[start of Data lines]
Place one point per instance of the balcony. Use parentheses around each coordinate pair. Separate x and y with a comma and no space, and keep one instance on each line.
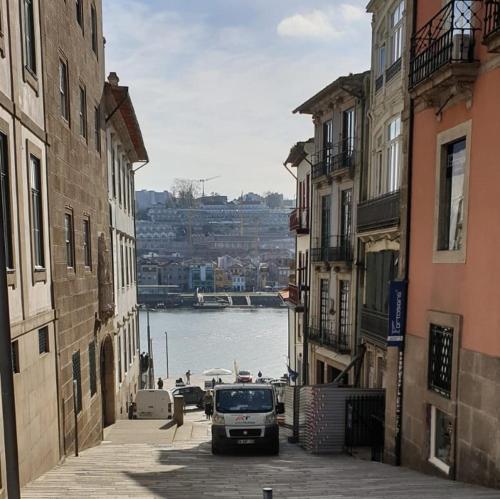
(326,334)
(299,221)
(294,297)
(492,25)
(335,249)
(379,213)
(442,52)
(337,160)
(374,325)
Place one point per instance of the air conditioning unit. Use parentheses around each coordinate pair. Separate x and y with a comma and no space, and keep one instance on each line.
(462,43)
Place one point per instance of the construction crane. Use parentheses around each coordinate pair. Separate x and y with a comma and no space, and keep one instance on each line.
(202,182)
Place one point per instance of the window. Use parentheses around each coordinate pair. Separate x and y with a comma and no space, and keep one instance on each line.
(43,340)
(397,35)
(125,349)
(441,438)
(93,21)
(393,155)
(92,369)
(5,193)
(87,247)
(29,36)
(348,132)
(15,357)
(381,61)
(97,128)
(381,269)
(129,344)
(119,359)
(63,89)
(83,112)
(37,216)
(113,170)
(440,359)
(79,13)
(77,376)
(451,210)
(119,165)
(69,240)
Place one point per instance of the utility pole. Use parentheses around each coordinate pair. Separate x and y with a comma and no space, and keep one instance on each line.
(149,349)
(6,379)
(166,351)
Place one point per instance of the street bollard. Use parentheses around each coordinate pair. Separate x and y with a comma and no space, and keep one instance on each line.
(179,410)
(267,493)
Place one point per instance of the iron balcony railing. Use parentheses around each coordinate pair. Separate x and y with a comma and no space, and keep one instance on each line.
(491,18)
(327,334)
(332,249)
(374,324)
(299,220)
(393,70)
(448,37)
(334,158)
(294,294)
(380,212)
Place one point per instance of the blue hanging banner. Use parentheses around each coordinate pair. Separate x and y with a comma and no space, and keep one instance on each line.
(397,313)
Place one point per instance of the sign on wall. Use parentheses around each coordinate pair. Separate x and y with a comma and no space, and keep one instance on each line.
(397,313)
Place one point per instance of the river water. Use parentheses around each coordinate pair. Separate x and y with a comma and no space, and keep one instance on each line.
(200,339)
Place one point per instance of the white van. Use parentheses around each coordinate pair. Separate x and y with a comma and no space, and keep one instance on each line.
(154,404)
(244,415)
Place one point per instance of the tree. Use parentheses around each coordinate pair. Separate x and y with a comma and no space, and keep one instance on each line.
(185,192)
(273,199)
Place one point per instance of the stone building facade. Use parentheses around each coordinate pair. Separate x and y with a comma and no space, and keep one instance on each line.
(73,48)
(25,196)
(124,148)
(382,211)
(300,158)
(338,113)
(451,404)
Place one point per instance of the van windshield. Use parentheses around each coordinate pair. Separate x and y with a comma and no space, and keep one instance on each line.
(258,400)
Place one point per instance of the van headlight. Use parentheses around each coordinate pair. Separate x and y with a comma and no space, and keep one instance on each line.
(218,419)
(270,419)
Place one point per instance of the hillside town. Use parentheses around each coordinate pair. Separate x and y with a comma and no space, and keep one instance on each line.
(160,339)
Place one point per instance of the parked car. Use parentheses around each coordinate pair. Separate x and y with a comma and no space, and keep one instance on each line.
(152,404)
(193,395)
(244,377)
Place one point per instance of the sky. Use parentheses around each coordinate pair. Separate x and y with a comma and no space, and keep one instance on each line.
(214,82)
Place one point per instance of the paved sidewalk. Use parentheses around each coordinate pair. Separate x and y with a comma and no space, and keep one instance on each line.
(139,459)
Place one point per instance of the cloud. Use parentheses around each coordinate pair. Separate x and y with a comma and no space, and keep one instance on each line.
(315,24)
(215,97)
(352,13)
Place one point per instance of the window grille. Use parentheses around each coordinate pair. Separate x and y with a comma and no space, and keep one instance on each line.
(92,369)
(43,340)
(77,376)
(440,359)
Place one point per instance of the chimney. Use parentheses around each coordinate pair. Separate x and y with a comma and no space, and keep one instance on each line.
(113,79)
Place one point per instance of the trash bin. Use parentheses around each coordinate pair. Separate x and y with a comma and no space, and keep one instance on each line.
(179,410)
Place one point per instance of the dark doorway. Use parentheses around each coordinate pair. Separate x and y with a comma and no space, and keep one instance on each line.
(107,382)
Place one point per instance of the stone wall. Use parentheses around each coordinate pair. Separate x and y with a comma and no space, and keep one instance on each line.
(475,415)
(77,182)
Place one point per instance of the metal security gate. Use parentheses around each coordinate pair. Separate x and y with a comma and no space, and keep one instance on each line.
(364,423)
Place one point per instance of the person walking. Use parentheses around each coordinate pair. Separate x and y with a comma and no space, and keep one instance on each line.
(208,403)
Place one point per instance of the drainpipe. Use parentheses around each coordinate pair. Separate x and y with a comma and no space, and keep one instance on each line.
(401,352)
(7,381)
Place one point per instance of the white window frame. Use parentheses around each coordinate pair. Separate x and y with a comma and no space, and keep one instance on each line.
(433,459)
(396,38)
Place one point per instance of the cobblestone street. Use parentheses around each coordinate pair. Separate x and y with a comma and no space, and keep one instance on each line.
(143,459)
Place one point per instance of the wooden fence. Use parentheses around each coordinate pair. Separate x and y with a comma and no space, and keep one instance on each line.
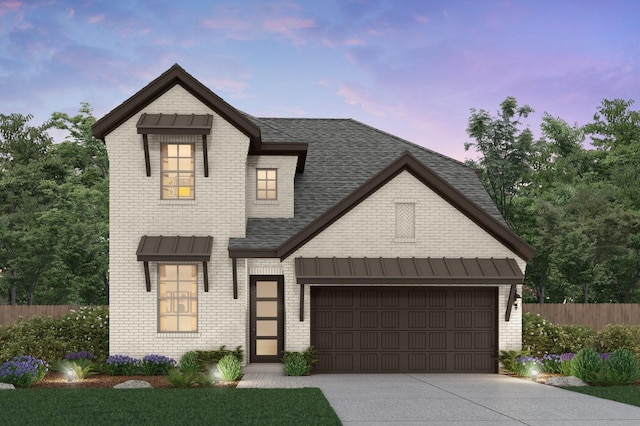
(595,315)
(11,313)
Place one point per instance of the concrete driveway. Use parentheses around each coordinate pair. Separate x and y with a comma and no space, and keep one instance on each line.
(448,399)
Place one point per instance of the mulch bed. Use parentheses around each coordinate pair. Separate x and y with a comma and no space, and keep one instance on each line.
(57,380)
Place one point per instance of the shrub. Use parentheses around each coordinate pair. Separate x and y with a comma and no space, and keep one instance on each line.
(206,359)
(78,365)
(539,336)
(574,337)
(49,339)
(189,362)
(586,364)
(565,363)
(179,379)
(551,363)
(309,356)
(619,336)
(229,368)
(23,371)
(121,365)
(296,365)
(524,364)
(620,368)
(155,365)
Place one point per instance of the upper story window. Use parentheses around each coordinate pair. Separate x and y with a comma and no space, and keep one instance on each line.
(266,184)
(178,171)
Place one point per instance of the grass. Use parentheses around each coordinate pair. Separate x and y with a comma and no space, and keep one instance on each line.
(625,394)
(166,406)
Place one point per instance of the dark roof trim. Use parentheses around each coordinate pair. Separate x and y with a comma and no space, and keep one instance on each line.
(175,75)
(347,271)
(409,163)
(175,124)
(249,253)
(174,249)
(284,148)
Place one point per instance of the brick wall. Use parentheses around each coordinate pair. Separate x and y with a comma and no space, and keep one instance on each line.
(136,210)
(369,230)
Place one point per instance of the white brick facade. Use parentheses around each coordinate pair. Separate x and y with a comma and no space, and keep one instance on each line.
(404,218)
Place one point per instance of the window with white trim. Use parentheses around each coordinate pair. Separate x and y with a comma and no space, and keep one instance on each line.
(266,184)
(178,171)
(177,298)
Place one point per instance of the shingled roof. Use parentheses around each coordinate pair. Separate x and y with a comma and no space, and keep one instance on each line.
(342,155)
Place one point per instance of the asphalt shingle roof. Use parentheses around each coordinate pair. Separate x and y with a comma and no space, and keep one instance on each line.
(342,155)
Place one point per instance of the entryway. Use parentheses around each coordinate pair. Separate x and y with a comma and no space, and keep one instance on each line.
(267,318)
[end of Data lines]
*Your objective*. Copy out word for word every line from the one containing "Place one point per instance of the upper" through the end of the items.

*Output below*.
Place one point per instance of the upper story window. Use parentheses around each coordinate pair. Separate x and y with a comma and no space, and keep one instance on each line.
(266,184)
(178,171)
Place one point per instance of the grass. Use parentheses around each coordinate pair. Separate x and y with a comma and no space, and keep one instance on each line.
(625,394)
(166,406)
Place one point per instance of the dark roof trim. Use parentheses around each coordinate pair. Separate x and y with a comma and no space, and keep one instance on each line.
(175,75)
(347,271)
(409,163)
(175,124)
(249,253)
(174,249)
(284,148)
Place one point per instance of the brick wall. Use parentheses around each coordinate pair. Separate x and y with a comma and no space, and keep one instance on each line.
(136,210)
(369,230)
Place one point per instance of the white brick facade. Use parentheses around each coordinate pair. Separate x and y with a comma and no space, and keep one instance on each line.
(404,218)
Place one point per instance of the window with white trim. Use parentheses around each coordinate pair. Separate x and y with a comma and no space, and keep one instance on each line.
(266,184)
(178,171)
(177,298)
Place one point per instance of the shingled roof. Use parentheses around each coordinate pair. Separate x and y with a comma and no space, and keep one instance on each line.
(342,155)
Place one point per instance of the asphalt shingle roof. Use parentheses around each coordinate pair. Separate x and y with a comma and no space, and keep one instance on each line.
(342,155)
Place one point per instance of the entryway. Use parentheses around each coordinate pair. Separate x and y with a comma and no space, and keep one instance on each line.
(267,318)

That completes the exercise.